The concept of channels comes from communications and has little to do with neural networks specifically. We see the concept in AI literature because AI deals with media streams and files.

The concept is this. A media format has channels to allow the independent passage of multiple signals through a single mechanism. That's it.

For example, some streamed broadcast or multicast may have channels for red, green, blue, alpha, left audio, and right audio. In printing, four color is standardized to cyan, magenta, yellow, and black (or key). In jet flight control there are channels for rudder, aileron, elevator, throttle, landing gear, and break positions.

Automated vehicles would have steering, accelerator, break, horn, and two turn signals for control channels and data acquisition channels including an accelerometer, two microphones, probably some strain gauges, four radial encoders, three color channels for each of two cameras, and some thermistors.

In the context of convolution, a kernel may be applied in various ways to individual channels or groups of channels either in parallel or in aggregation. When you turn up the bass on a digital music player, a kernel designed to boost the lower frequencies is applied to both left and right audio channels. Missile countermeasures have kernels with built in hardware trigonometry to track and steer in compound angles with nanosecond response time. Remote control toys have channels through which joystick signals are sent through kernels to coordinate propulsion signals to wheels or props.

For computer vision, consider the five dimensions involved in a data set of 1,000 video examples with resolution of 1,920 x 1,080 progressive 32 bit pixels at 29.97 fps, each example with 9,010 frames.

• Example index
• Frame number
• Vertical index
• Horizontal index
• Channel

This would fit into an array of bytes dimensioned [1,000][9,010][1,080][1,920][4]. How the kernel deals with one or more channels and whether the channels interact or are kept independent has to do with the expected purpose of the layer within the deep learning design, and that is dependent upon what is expected in the video input and what is hoped for as output after the network is trained.

Therefore,

• The AI system topology,
• The configuration and dimensions of layers,
• The dimensions of kernels,
• How those kernels deal with the channels, and
• What criteria are used to determine what is back propagated

is a coordinated set of design decisions the AI engineer must make based on theory and probably demonstrate in a POC later on.

The mapping of 1 channel to grayscale and 3 channels to color is an oversimplification. Sometimes color is RGB at the input and output (3 and 3 channels respectively) but averaged to grays through some layers for the sake of computational thrift whereas a normalized representation of color balance is processed in a separate parallel stream. Other times the alpha channel is needed or an alpha and beta channel, so there may be 4 or 5 channels respectively to handle green or blue screen movie making techniques or to support the learning of scene layering.

The AI engineer must first

• Decide what is wanted,
• What must be learned to get it,
• Design a process to achieve it, and
• Select appropriate learning techniques to tune the parameterized process to learn what is necessary.

------------------------------------------------------------------------

> _TASK PROMPT_
Continue the passage on channels in media formats and neural networks, picking up after its final sentence.

> _DATASET EXCERPT_
------------------------------------------------------------------------

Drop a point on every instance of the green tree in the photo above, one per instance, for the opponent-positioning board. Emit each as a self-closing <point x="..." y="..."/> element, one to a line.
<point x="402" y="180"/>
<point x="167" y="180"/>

------------------------------------------------------------------------

> _TASK RESULT_
After such design activity is reasonably complete, the system topology and the dimension count and sizes become clear. The use of channels to fully represent information and what operations must be performed by kernels on those channels also become apparent.

• Douglas, thanks for the answer. Question pertaining to your 1st sentence about channels not having much relation to neural nets: In deep learning libraries (e.g., Tensorflow, Pytorch), the convolution layer requires the number of channels as an input. Do you know if the meaning for these libraries is the same as the one you described, or is it more arbitrary? I am trying to use CNNs for a computational physics application, described in my other post in datascience.stackexchange.com/questions/43291/… . I may make the same post in the AI board – Iamanon Dec 30 '18 at 19:11
• Ahh I see. This makes sense. Part of my confusion in my specific application is I have not completed the stage of figuring out what exactly I am hoping to accomplish and the full list of input parameters. As you said, once that is done, I should have a much clearer picture of the dimension-related issues. – Iamanon Dec 30 '18 at 21:06

If you have a gray scale image, that means you are getting data from one sensor. If you have an RGB image, that means you are getting data from three sensors. If you have a CMYK image, that means you are getting data from four sensors.

So, channels can be considered as same information seen from different perspective. (here color)

If you see how the kernel (for example 5*5*3) moves, it moves only in XY direction and not in the channel direction. So, you are trying to learn features in XY direction from all the channels together.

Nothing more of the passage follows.